• What you are asked to do
Retype the data below line for line, keeping every character unchanged.

begin Data to process

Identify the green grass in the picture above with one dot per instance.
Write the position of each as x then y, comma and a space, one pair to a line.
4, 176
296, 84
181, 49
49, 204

end Data to process

• Result of this task
Identify the green grass in the picture above with one dot per instance.
Write the position of each as x then y, comma and a space, one pair to a line.
4, 176
296, 84
181, 49
49, 204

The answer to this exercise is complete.